**作業内容**
以下の不妊治療のステップアップに関する文章を、一字一句変えずに全文書き写すこと。

**本文**
■ ■ ■ ■ ■ ■ ■

どれくらい続けたらいいの?不妊治療のステップアップのタイミングを教えてください【医師監修】

 

すでに不妊治療を行っている人、 これから始めようとしている人のために、 不妊治療の細かいステップを 蔵本ウイメンズクリニックの蔵本先生に伺いました。 不妊治療は、どういう流れで進んでいくのか、 どんなタイミングでステップアップしていくべきか。 治療前、治療中、さまざまな壁にぶつかりつつも、 目標に向かって一歩一歩進んでいけるように データをもとに、それぞれの治療への取り組み方を 教えていただきました。
【医師監修】蔵本 武志 先生 久留米大学医学部卒業、山口大学大学院修了。山口県立 中央病院産婦人科副部長、済生会下関総合病院産婦人 科部長を経て、1990年オーストラリア・PIVETメディカ ルセンターへ留学。帰国後、1995年蔵本ウイメンズクリ ニック開院。O型・おうし座。実はミュージカル好きとい う蔵本先生。最近は、福岡シティ劇場で劇団四季の『ウェ ストサイド物語』を観て感動し、2度も観に行ったそう。

■ ■ ■ ■ ■ ■ ■

[保存データ項目]
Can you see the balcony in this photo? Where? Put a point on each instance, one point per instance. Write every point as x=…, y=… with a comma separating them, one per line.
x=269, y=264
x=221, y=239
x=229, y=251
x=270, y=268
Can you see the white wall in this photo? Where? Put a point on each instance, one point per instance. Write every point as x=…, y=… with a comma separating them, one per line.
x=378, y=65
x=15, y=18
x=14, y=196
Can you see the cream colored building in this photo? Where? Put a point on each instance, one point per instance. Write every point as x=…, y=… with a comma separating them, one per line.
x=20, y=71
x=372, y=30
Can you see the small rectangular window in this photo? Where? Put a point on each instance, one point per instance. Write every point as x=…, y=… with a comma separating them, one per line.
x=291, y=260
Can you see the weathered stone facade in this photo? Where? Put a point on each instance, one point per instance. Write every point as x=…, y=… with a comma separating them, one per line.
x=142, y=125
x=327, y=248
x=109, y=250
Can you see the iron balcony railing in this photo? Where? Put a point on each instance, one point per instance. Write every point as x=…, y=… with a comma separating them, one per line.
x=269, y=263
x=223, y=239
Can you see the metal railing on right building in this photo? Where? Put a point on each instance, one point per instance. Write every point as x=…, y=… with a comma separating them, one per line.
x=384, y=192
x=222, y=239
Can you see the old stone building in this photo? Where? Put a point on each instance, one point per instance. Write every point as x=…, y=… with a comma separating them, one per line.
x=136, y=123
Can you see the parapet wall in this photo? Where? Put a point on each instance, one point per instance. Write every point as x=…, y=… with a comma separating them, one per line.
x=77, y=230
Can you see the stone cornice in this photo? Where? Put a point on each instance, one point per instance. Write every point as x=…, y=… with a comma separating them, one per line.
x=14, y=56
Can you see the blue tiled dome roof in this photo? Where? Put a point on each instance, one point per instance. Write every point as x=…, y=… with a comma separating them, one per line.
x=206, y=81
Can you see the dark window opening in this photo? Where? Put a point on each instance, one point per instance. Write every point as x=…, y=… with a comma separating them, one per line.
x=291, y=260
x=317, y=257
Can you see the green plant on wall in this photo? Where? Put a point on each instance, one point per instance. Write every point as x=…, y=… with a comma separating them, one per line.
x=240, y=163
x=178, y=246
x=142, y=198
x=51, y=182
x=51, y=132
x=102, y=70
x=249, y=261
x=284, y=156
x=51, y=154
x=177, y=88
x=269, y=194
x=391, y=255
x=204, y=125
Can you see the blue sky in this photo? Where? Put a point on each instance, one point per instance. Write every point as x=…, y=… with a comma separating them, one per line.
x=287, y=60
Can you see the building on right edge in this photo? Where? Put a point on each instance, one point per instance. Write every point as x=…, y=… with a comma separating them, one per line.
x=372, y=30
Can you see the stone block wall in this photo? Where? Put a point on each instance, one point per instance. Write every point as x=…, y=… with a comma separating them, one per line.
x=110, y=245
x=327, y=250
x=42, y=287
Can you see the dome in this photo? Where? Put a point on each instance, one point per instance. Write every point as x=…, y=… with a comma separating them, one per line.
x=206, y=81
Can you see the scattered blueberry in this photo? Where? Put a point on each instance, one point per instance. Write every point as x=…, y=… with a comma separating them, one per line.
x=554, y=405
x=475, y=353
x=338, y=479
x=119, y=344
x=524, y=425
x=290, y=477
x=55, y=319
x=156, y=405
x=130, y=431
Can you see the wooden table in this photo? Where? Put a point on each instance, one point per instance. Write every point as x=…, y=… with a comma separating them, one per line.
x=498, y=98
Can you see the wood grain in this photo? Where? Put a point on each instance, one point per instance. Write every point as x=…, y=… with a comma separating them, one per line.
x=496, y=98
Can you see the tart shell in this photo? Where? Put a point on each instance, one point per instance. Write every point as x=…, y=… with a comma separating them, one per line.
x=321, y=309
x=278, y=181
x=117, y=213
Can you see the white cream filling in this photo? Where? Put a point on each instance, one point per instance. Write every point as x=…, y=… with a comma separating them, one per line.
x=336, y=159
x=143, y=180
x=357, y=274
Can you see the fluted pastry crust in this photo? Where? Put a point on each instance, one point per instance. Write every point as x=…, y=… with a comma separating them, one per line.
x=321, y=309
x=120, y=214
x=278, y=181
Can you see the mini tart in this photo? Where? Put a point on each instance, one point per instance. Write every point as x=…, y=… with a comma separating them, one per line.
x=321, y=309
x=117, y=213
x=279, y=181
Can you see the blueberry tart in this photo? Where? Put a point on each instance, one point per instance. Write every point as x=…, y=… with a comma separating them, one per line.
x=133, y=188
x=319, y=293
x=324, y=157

■ ■ ■ ■ ■ ■ ■

**解答**
どれくらい続けたらいいの?不妊治療のステップアップのタイミングを教えてください【医師監修】

 

すでに不妊治療を行っている人、 これから始めようとしている人のために、 不妊治療の細かいステップを 蔵本ウイメンズクリニックの蔵本先生に伺いました。 不妊治療は、どういう流れで進んでいくのか、 どんなタイミングでステップアップしていくべきか。 治療前、治療中、さまざまな壁にぶつかりつつも、 目標に向かって一歩一歩進んでいけるように データをもとに、それぞれの治療への取り組み方を 教えていただきました。
【医師監修】蔵本 武志 先生 久留米大学医学部卒業、山口大学大学院修了。山口県立 中央病院産婦人科副部長、済生会下関総合病院産婦人 科部長を経て、1990年オーストラリア・PIVETメディカ ルセンターへ留学。帰国後、1995年蔵本ウイメンズクリ ニック開院。O型・おうし座。実はミュージカル好きとい う蔵本先生。最近は、福岡シティ劇場で劇団四季の『ウェ ストサイド物語』を観て感動し、2度も観に行ったそう。